- [Given data]
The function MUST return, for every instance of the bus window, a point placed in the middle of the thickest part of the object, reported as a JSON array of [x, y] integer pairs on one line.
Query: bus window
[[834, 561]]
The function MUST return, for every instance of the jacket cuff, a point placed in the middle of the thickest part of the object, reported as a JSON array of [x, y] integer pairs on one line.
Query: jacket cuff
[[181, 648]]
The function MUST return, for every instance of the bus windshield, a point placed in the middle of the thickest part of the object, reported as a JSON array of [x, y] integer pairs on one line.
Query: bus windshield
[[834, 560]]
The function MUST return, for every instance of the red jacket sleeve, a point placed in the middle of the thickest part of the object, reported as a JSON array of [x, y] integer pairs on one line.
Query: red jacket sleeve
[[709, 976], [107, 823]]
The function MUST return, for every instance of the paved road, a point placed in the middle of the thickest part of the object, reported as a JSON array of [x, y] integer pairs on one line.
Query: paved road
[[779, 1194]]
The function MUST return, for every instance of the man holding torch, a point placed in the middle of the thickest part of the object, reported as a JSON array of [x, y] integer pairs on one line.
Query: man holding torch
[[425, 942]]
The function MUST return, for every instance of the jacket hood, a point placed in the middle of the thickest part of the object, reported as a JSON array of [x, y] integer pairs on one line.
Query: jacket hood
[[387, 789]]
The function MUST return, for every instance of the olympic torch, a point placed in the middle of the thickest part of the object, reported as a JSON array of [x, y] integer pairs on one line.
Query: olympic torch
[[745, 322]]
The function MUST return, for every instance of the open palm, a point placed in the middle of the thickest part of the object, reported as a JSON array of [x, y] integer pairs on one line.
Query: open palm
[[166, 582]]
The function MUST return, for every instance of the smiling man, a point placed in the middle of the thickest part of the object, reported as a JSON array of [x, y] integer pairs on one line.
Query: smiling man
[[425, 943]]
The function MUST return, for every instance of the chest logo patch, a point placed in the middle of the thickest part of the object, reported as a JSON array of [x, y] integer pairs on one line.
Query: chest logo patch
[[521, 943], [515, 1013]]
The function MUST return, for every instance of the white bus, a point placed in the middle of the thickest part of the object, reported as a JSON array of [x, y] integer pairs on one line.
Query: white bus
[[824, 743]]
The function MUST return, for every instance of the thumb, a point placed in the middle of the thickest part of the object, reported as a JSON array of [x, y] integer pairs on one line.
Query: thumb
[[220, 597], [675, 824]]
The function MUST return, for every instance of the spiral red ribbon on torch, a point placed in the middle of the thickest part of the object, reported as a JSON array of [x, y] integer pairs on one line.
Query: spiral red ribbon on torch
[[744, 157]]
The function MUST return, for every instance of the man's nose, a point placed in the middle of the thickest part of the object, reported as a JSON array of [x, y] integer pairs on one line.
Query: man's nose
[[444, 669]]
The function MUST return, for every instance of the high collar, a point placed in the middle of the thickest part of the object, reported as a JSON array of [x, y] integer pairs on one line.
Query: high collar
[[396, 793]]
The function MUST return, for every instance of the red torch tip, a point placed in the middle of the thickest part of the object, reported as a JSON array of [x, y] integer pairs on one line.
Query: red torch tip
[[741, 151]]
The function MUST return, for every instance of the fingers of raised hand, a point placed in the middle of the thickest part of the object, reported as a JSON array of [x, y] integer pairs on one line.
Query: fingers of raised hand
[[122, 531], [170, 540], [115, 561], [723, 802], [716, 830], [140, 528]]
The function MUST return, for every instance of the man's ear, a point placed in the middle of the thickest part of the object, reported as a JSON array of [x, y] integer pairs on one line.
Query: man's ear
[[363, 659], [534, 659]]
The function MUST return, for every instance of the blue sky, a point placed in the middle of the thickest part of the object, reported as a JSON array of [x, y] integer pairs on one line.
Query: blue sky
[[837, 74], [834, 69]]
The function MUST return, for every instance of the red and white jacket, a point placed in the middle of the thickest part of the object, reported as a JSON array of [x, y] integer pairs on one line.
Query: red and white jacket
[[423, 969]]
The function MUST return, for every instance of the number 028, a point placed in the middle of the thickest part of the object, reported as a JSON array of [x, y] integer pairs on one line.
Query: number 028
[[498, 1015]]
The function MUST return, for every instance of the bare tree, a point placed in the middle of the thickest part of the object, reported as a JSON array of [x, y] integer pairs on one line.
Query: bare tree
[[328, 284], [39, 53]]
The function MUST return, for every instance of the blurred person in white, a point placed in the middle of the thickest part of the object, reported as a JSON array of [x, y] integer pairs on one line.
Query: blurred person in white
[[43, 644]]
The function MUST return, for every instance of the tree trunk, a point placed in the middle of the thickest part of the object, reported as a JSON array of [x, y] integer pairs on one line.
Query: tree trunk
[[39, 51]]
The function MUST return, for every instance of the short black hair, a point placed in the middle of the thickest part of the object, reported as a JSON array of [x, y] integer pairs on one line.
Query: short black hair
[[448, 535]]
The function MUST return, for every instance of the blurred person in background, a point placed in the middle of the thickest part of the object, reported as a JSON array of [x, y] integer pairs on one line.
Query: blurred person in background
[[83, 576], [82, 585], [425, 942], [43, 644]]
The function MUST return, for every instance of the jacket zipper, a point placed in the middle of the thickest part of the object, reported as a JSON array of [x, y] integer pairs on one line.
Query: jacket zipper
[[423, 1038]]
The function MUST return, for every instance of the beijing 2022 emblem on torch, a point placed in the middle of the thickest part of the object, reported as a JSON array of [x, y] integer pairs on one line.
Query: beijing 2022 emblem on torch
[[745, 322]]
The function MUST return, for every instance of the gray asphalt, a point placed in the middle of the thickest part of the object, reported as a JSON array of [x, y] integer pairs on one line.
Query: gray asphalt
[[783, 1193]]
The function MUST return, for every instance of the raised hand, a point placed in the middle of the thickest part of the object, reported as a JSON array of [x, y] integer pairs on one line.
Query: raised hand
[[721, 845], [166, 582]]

- [Aim of the task]
Transcribe each entry. Leave nothing out.

- [Task result]
The function MUST return, for every instance of the bus window, a point placed in the middle of the thickest part of the object, reported as a JSON array of [x, y] integer pairs on one line.
Query: bus window
[[834, 561]]
The function MUST return, for every instance of the jacket cuff, a point placed in the middle of the thickest part of the object, reported as a JSON array of [x, y] integer pairs on one line.
Query: jacket cuff
[[181, 648]]
The function MUST return, for every instance of the bus windshield, a point placed in the middle of the thickest part of the object, reported as a JSON array of [x, y] integer pairs on one line.
Query: bus windshield
[[834, 560]]
The function MUST return, for every instance of the red jacket sleeve, a point placed in the middle of the thickest part of the object, reported as a JSON array of [x, y] integer pairs on one line.
Query: red jacket sleeve
[[709, 976], [107, 823]]
The function MUST return, for every instance of the paved road, a point placed in the middle of the thickest part of the object, reported as a JSON array of [x, y] integer pairs on one line.
Query: paved road
[[779, 1194]]
The function MUST return, for every instance of the man holding torch, a point placed in the middle of the thickest part of the object, reported as a JSON array of [x, y] integer pairs on one line.
Query: man holding torch
[[425, 942]]
The function MUST return, for every instance of the jacket hood, a point placed in the middle of the thickest part of the object, reported as a JSON array of [x, y] integer pairs on one line.
Query: jacket hood
[[387, 789]]
The function MUST return, for every instance of the olympic torch, a point placed in the middle of the thickest part of the object, reported as a JSON array of [x, y] integer pairs on one line.
Query: olympic torch
[[745, 322]]
The function MUST return, for every instance of the open palm, a point placed in the middle of the thickest part of the object, reported as a JSON array of [x, y] integer pairs on one line.
Query: open palm
[[166, 582]]
The function MUST return, for every instance of the smiling man, a point placed in the middle of the thickest part of the object, reported as a JSON array of [x, y] integer pairs on one line.
Query: smiling man
[[425, 943]]
The function MUST return, for every instance of the chest logo patch, a point placed in the middle of the thickest part of the object, reported as a JSON array of [x, y] integer pairs on one line.
Query: chest logo patch
[[521, 943], [515, 1013]]
The function MUST return, for every instance of the white bus, a point placed in the middle of the thickest part of the object, reported as a JSON array of [x, y] integer pairs on one line.
Query: white bus
[[824, 743]]
The function MUST return, for every instance of the thumb, a point placed in the middle of the thickest part of the object, reported as a JSON array of [x, y] integer pairs on one line.
Query: thumb
[[220, 597], [675, 824]]
The function MUST return, for every instance of the spiral red ribbon on torch, a point placed in the middle of the thickest part of the object, reported as a JSON array of [x, y] integer pairs on one line.
Query: spiral red ribbon on torch
[[744, 157]]
The function MUST return, for every instance of the man's nose, a point placed in the middle of the thickest part of the object, reported as a JSON array of [x, y] integer pairs on one line.
Query: man's nose
[[444, 669]]
The function MUST return, for every instance of the high collar, a point placed in the middle of the thickest part of the object, reported as a JSON array of [x, y] integer pairs on one line.
Query: high collar
[[396, 793]]
The function MUST return, for every instance of the red torch tip, a point placed in the middle of the thickest part of the object, reported as a JSON array of [x, y] integer pairs on one line.
Query: red torch tip
[[741, 151]]
The function MUST return, for every instance of the fingers of raised hand, a point placed in the middle of the thickest part of the object, reported as a JSON array of [x, y] integer pairs on one line.
Query: fingers of raised hand
[[122, 531], [170, 540], [115, 561], [723, 802], [716, 830], [140, 528]]
The function MUST return, for every instance of the man's ear, a point placed in the middle of the thickest part of the object, reported as a JSON array of [x, y] integer pairs on one line.
Query: man's ear
[[363, 659], [534, 659]]
The function MUST return, for every instance of the blue sky, a point placed in the middle of the thickest part of the object, reported as a JSON array of [x, y] integer pairs on one line.
Query: blue sky
[[837, 74], [834, 69]]
The function MUST return, for every instance of the red and white jacket, a point placed in the middle of the thickest part of the object, reported as a JSON array of [x, y] integer pairs on one line.
Query: red and white jacket
[[423, 969]]
The function MUST return, for every instance of the number 028, a point placed in the middle of the thickest part of the object, reported as a JSON array of [x, y] integer pairs on one line.
Query: number 028
[[498, 1015]]
The function MUST return, for every instance of the bare tree, a point placed in the middle of the thickest part of the object, reported as a JSON array of [x, y] integer pairs on one line.
Query: bare tree
[[328, 284], [39, 53]]
The function MUST return, for every instance of the blurred person in white, a point placed in the middle of the thickest part of the object, reported as a JSON array of [x, y] integer pairs on one line.
Query: blurred person in white
[[43, 644]]
The function MUST return, for every instance of the tree trunk, a point placed in the middle of the thickest part of the object, reported as a JSON array of [x, y] integer pairs on one line.
Query: tree trunk
[[39, 51]]
The function MUST return, for every instance of the short black hair, a point placed in the middle of the thickest part of the object, reported as a JSON array of [x, y] integer pairs on one line.
Query: short black hair
[[448, 535]]
The function MUST return, for every instance of the blurred person in background, a point placed in the middle of the thickest part of the object, reported as a JSON array of [x, y] integer pairs on one line.
Query: blurred person in background
[[83, 576], [82, 585], [425, 942], [43, 644]]
The function MUST return, for every instance of the jacket zipper, a point placed in the middle of the thickest part of the object, reported as a JSON array of [x, y] integer pairs on one line.
Query: jacket zipper
[[423, 1038]]
The function MUST return, for every instance of the beijing 2022 emblem on torch, a point placed in the middle of the thickest part of the object, reported as a JSON array of [x, y] integer pairs on one line.
Query: beijing 2022 emblem on torch
[[745, 322]]
The function MUST return, for every instance of the gray asphalt, a point placed in the middle of the thickest part of the object, reported as a JSON array of [x, y] integer pairs on one line.
Query: gray asphalt
[[783, 1193]]
The function MUST return, for every instance of the raised hand, a point placed in the middle of the thickest part of the object, reported as a JSON array of [x, y] integer pairs on one line.
Query: raised hand
[[721, 845], [166, 582]]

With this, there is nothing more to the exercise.